| What you need to do |
Retype the opening lines of the listing below, ending with the line that contains "# locate the kitchen shelf: one", and leave out any pictures.

| Information shown |
........

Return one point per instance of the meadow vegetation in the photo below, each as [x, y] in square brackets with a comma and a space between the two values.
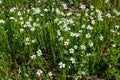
[59, 39]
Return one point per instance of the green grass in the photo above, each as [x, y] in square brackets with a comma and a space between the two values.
[38, 38]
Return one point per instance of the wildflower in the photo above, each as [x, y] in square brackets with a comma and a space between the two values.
[39, 52]
[61, 39]
[83, 47]
[21, 18]
[64, 6]
[89, 27]
[46, 10]
[108, 15]
[34, 40]
[82, 6]
[117, 26]
[75, 47]
[113, 45]
[61, 65]
[71, 50]
[112, 30]
[33, 56]
[101, 37]
[57, 11]
[32, 29]
[12, 9]
[69, 13]
[19, 13]
[91, 44]
[58, 32]
[50, 74]
[27, 39]
[2, 21]
[39, 72]
[83, 26]
[93, 22]
[88, 35]
[21, 30]
[106, 1]
[72, 60]
[0, 1]
[36, 10]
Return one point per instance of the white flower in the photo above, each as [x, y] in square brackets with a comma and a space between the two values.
[61, 65]
[72, 60]
[71, 50]
[83, 47]
[39, 72]
[50, 74]
[39, 52]
[33, 56]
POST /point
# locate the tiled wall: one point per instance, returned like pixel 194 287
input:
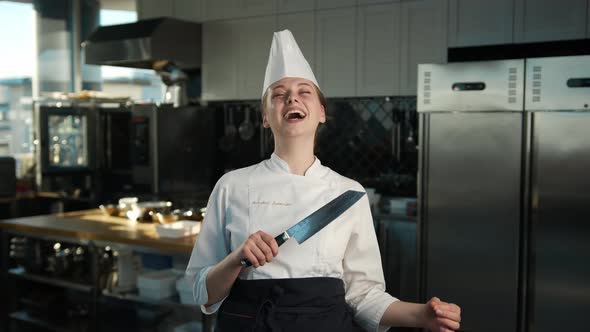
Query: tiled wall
pixel 372 140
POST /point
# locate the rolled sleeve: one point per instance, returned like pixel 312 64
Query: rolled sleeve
pixel 363 273
pixel 209 249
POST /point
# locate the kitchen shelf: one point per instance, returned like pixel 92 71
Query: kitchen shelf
pixel 21 273
pixel 24 316
pixel 134 297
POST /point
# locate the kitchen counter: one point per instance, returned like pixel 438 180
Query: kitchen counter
pixel 93 225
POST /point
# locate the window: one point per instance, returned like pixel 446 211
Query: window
pixel 16 71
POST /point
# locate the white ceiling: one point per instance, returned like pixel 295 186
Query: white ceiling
pixel 104 4
pixel 118 4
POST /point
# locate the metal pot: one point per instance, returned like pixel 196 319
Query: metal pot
pixel 145 211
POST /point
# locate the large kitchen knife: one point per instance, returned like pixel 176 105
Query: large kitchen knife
pixel 319 219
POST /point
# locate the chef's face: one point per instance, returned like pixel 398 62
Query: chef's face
pixel 293 108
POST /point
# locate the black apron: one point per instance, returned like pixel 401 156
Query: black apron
pixel 285 305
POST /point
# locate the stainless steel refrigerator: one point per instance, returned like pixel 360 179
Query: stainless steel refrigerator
pixel 503 229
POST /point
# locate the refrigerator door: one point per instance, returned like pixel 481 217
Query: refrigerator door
pixel 558 98
pixel 471 87
pixel 560 227
pixel 470 215
pixel 558 83
pixel 471 177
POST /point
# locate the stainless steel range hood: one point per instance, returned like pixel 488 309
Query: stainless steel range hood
pixel 145 42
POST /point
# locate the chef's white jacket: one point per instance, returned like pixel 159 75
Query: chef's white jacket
pixel 267 197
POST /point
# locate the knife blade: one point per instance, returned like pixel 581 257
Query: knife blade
pixel 308 226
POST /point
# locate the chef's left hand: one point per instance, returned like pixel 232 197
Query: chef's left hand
pixel 442 316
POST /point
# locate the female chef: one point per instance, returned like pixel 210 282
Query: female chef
pixel 331 282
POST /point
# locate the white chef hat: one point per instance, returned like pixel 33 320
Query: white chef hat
pixel 286 60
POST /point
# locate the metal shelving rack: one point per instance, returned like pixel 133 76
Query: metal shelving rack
pixel 10 313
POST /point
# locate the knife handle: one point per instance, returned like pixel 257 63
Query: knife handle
pixel 281 238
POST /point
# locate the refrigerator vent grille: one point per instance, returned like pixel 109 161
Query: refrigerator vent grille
pixel 512 77
pixel 426 100
pixel 537 84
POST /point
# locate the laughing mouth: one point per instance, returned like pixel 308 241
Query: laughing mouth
pixel 295 115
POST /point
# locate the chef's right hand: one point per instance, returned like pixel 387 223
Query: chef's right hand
pixel 259 248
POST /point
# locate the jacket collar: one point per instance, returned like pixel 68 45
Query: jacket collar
pixel 277 164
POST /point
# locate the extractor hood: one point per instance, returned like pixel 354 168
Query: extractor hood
pixel 145 44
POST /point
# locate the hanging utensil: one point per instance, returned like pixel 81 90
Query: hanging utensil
pixel 246 129
pixel 227 141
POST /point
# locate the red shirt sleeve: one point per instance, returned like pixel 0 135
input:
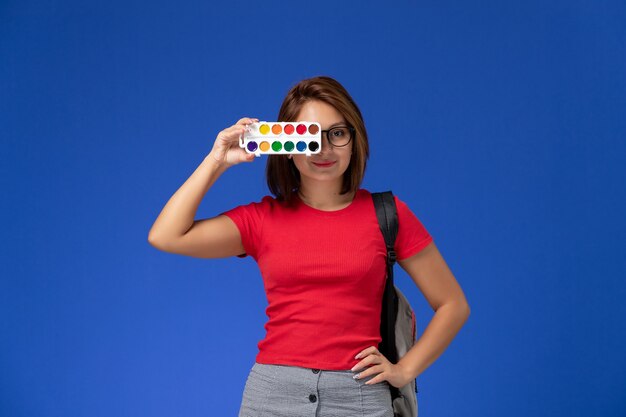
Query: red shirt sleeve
pixel 249 220
pixel 412 235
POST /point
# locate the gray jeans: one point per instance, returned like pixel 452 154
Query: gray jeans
pixel 293 391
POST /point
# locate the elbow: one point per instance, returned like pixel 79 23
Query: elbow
pixel 152 240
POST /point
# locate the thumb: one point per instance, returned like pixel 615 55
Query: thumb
pixel 249 157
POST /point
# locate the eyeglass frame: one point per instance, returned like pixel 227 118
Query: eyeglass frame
pixel 330 142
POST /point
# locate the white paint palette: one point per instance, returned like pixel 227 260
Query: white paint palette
pixel 282 138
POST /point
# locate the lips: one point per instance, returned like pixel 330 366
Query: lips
pixel 324 164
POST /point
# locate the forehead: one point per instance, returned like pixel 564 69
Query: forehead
pixel 320 112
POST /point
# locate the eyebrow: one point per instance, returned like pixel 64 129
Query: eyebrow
pixel 336 124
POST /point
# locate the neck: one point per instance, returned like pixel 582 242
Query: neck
pixel 323 195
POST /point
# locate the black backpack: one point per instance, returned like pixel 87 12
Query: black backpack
pixel 397 324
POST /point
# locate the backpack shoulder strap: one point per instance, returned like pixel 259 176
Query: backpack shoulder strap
pixel 385 206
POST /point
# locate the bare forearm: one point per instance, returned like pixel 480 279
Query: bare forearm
pixel 443 327
pixel 179 213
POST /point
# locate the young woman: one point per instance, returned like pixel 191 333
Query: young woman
pixel 322 258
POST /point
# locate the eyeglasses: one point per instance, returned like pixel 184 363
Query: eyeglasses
pixel 339 136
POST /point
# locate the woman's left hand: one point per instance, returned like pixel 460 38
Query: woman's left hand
pixel 395 375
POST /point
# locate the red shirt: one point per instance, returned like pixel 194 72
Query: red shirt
pixel 324 275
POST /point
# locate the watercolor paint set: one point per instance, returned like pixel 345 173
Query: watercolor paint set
pixel 280 138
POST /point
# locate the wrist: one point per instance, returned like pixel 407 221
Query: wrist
pixel 219 164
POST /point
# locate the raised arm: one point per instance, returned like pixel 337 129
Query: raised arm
pixel 176 230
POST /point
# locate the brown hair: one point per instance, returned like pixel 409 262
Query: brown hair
pixel 283 178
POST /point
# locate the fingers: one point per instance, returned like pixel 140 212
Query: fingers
pixel 246 121
pixel 369 360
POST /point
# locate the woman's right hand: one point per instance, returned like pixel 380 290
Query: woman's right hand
pixel 226 150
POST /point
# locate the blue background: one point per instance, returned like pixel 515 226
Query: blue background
pixel 501 124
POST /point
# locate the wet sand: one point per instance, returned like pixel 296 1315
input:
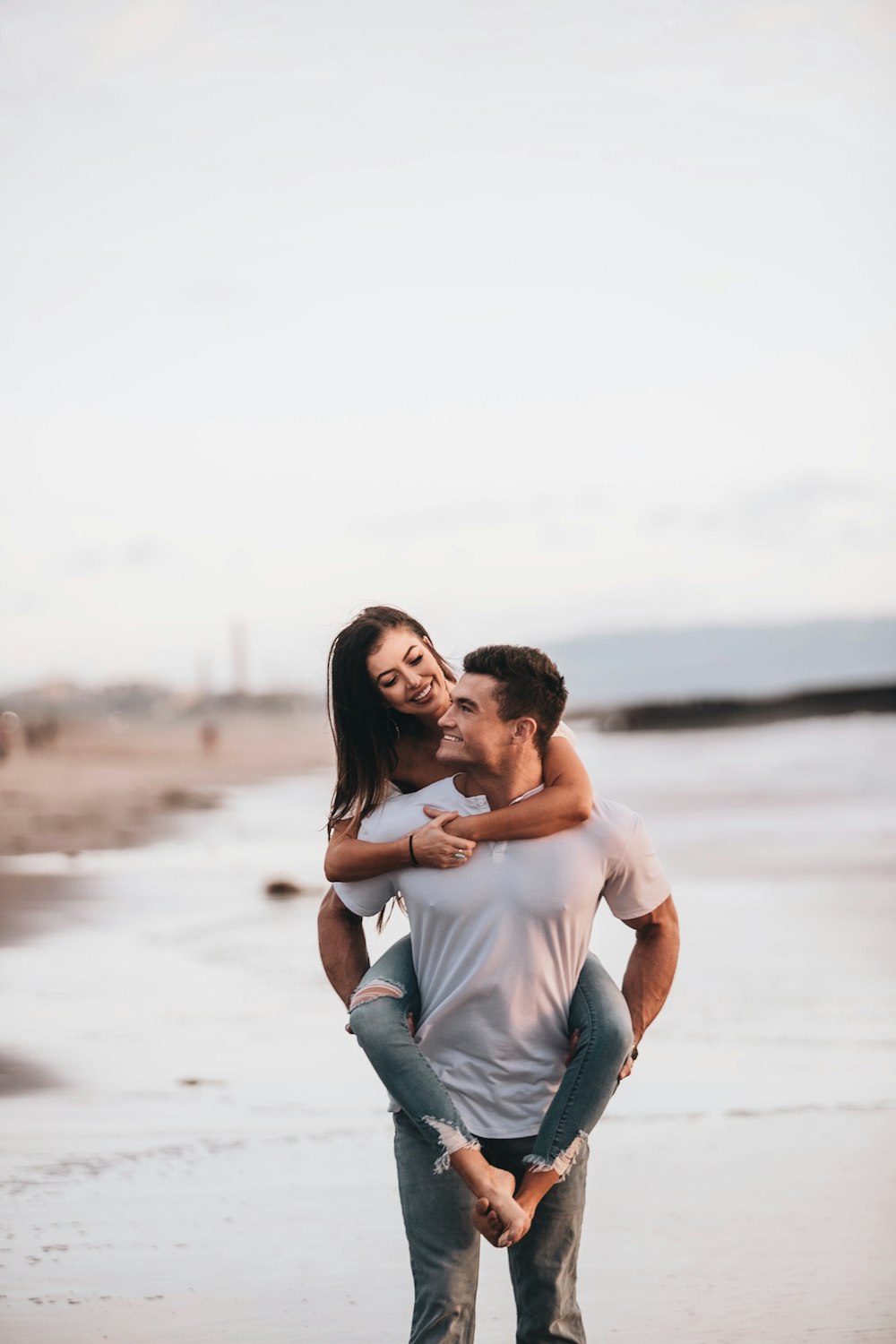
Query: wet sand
pixel 201 1153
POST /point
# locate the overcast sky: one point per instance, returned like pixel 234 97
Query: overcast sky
pixel 530 317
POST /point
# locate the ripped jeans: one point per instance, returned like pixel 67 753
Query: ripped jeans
pixel 378 1016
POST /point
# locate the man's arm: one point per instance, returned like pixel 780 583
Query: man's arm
pixel 340 935
pixel 651 967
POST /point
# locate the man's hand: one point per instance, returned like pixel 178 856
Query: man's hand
pixel 629 1064
pixel 433 849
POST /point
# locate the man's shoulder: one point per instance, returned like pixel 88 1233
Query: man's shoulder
pixel 613 823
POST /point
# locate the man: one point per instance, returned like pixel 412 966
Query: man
pixel 497 946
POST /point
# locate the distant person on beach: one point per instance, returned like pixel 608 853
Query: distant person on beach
pixel 209 736
pixel 498 943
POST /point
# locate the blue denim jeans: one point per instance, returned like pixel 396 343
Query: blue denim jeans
pixel 598 1013
pixel 445 1246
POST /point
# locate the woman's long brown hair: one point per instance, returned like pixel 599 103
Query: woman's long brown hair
pixel 365 728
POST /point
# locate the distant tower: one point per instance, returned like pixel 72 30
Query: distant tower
pixel 238 650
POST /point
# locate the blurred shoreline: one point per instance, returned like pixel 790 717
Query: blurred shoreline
pixel 740 711
pixel 112 784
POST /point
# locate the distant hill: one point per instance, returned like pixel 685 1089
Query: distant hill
pixel 724 660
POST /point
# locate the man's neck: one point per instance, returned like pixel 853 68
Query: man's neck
pixel 500 789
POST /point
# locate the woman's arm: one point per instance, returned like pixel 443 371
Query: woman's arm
pixel 349 859
pixel 564 801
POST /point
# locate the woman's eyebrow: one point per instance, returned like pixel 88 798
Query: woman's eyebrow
pixel 390 671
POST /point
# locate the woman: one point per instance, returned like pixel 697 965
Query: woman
pixel 387 691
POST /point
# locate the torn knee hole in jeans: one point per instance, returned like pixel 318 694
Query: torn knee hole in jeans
pixel 562 1163
pixel 376 989
pixel 452 1140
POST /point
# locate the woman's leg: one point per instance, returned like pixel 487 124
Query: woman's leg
pixel 599 1018
pixel 378 1016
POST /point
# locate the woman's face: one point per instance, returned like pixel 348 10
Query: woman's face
pixel 408 675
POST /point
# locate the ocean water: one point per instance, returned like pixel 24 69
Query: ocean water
pixel 190 1040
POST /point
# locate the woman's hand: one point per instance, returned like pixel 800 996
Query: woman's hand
pixel 433 849
pixel 458 827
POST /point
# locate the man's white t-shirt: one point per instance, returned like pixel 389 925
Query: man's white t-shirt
pixel 498 943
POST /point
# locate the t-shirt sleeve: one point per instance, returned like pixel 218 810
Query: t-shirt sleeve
pixel 635 883
pixel 368 897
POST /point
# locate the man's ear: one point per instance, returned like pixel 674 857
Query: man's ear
pixel 524 731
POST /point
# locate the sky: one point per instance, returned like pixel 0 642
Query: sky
pixel 528 317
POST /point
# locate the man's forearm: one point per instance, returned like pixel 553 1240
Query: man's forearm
pixel 651 967
pixel 341 945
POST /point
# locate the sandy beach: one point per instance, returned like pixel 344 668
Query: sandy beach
pixel 196 1152
pixel 109 784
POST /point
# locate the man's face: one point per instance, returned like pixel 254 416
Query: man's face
pixel 473 734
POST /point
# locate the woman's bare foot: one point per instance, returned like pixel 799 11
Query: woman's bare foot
pixel 497 1215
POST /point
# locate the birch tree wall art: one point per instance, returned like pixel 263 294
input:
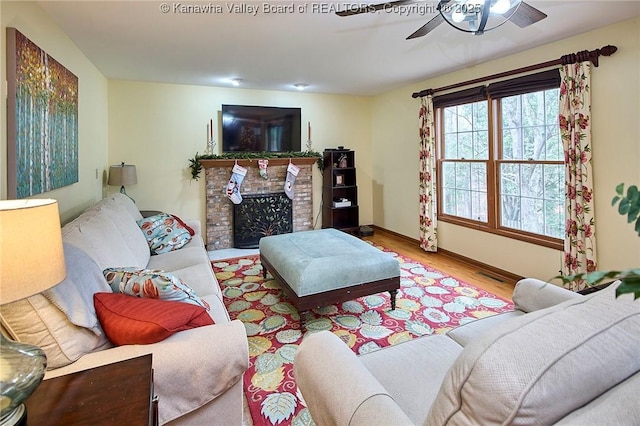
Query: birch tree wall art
pixel 42 120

........

| Response box |
Return one point per instance of the meadow vegetation in the photo below, each as [x, y] in square brackets with a comma and a space between the two values.
[59, 39]
Return one point per instance of the green grass in the photo above, each as [x, y] in square brackets with a comma and a space between the two values.
[38, 38]
Return one point per instance of the wildflower in the photo above, each as [x, y] in square brackets with a comma and a space between the two values.
[39, 52]
[61, 39]
[83, 47]
[21, 18]
[64, 6]
[89, 27]
[46, 10]
[108, 15]
[34, 40]
[82, 6]
[117, 26]
[75, 47]
[113, 45]
[61, 65]
[71, 50]
[112, 30]
[33, 56]
[101, 37]
[57, 11]
[32, 29]
[12, 9]
[69, 13]
[19, 13]
[91, 44]
[58, 32]
[50, 74]
[27, 39]
[2, 21]
[39, 72]
[83, 26]
[93, 22]
[88, 35]
[21, 30]
[106, 1]
[72, 60]
[0, 1]
[36, 10]
Return one point per instance of the white flower in the photo above, each as [x, y] in square brackets with a comma and a space between the two values.
[61, 65]
[72, 60]
[71, 50]
[83, 47]
[39, 72]
[50, 74]
[39, 52]
[33, 56]
POST /point
# locate the tiled wall: one point per instance, returned like pixel 194 287
input:
Query: tiled wall
pixel 372 140
POST /point
# locate the rolled sleeve: one point per instance, returned like pixel 312 64
Query: rolled sleeve
pixel 363 273
pixel 209 249
POST /point
# locate the kitchen shelf: one point per instance, returned like pixel 92 71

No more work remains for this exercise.